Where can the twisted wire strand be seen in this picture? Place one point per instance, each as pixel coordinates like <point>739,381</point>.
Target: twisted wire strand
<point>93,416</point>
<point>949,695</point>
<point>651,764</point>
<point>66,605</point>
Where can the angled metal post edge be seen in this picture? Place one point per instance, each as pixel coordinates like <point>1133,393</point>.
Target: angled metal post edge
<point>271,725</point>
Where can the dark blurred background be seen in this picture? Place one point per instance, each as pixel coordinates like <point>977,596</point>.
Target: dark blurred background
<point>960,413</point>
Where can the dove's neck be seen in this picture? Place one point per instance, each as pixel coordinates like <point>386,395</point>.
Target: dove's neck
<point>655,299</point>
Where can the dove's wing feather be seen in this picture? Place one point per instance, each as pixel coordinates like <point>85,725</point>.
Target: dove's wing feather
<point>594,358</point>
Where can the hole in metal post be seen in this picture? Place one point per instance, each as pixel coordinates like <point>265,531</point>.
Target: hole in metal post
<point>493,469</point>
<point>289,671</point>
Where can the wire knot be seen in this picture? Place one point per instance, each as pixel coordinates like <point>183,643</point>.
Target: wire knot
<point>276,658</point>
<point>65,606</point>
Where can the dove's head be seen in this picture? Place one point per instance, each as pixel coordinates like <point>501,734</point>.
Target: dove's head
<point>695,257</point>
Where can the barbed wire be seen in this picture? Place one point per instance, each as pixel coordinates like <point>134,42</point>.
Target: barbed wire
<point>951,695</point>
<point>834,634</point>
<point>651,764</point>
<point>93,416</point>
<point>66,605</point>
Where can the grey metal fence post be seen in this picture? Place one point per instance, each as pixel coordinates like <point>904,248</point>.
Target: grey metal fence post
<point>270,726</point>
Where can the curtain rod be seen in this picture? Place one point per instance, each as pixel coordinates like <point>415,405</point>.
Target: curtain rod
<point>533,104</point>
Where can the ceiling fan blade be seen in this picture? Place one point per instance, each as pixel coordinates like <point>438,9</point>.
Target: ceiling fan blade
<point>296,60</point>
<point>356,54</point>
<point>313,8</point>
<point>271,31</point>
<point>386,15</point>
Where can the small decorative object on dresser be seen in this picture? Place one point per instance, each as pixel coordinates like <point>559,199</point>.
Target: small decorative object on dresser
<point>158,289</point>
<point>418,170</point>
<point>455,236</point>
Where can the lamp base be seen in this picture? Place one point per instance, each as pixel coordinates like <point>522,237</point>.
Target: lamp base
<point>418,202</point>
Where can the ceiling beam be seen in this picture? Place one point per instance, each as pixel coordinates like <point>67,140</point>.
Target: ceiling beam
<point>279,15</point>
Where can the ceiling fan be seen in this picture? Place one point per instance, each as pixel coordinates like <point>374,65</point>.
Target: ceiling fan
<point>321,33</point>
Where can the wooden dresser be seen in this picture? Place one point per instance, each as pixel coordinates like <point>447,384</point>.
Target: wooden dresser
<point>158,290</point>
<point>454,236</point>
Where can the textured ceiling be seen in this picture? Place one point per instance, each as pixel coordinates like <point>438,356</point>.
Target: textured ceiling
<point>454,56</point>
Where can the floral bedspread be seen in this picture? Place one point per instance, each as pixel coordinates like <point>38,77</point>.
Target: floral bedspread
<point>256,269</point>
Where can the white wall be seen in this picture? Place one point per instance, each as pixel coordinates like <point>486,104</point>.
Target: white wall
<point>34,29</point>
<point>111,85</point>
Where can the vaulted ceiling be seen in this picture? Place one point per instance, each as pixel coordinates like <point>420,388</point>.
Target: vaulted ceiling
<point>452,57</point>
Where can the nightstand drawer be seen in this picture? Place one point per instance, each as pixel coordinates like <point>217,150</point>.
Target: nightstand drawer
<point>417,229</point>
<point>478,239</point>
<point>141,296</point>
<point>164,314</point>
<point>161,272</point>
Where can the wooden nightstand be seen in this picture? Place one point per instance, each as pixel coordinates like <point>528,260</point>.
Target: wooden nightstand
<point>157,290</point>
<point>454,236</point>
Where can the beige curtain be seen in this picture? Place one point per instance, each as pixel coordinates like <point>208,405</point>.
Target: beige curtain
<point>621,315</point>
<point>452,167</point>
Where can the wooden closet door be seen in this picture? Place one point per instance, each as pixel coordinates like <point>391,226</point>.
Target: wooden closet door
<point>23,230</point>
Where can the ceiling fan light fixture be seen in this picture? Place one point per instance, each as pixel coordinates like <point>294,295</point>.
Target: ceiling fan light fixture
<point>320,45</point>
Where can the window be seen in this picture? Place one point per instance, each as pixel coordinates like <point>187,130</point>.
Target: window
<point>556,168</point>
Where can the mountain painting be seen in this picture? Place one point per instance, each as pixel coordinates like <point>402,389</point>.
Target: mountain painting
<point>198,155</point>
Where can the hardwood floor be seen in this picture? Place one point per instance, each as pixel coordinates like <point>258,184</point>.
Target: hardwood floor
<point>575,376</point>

## EXERCISE DETAILS
Rescale the data from the line containing "Where can the wooden nightstand" down to the line containing "<point>23,230</point>", both included, by writing out every one of those lines again, requests too, with each point coordinate in the answers multiplied by 2 and rounded to a whole number, halves up. Leave the sample coordinates inside the requests unchanged.

## SOLUTION TO THE PROBLEM
Where can the wooden nightstand be seen in this picture? Place one point per instance, each as pixel coordinates like <point>528,260</point>.
Target: wooden nightstand
<point>314,580</point>
<point>908,472</point>
Where can the beige curtain be seen in this picture? Place one point per instance, each as pixel coordinates like <point>208,405</point>.
Target: beige curtain
<point>1242,630</point>
<point>904,334</point>
Where can the wooden closet door be seen in this picture? Place one point per instance, each as pixel coordinates like <point>391,226</point>.
Target: wooden closet door
<point>46,460</point>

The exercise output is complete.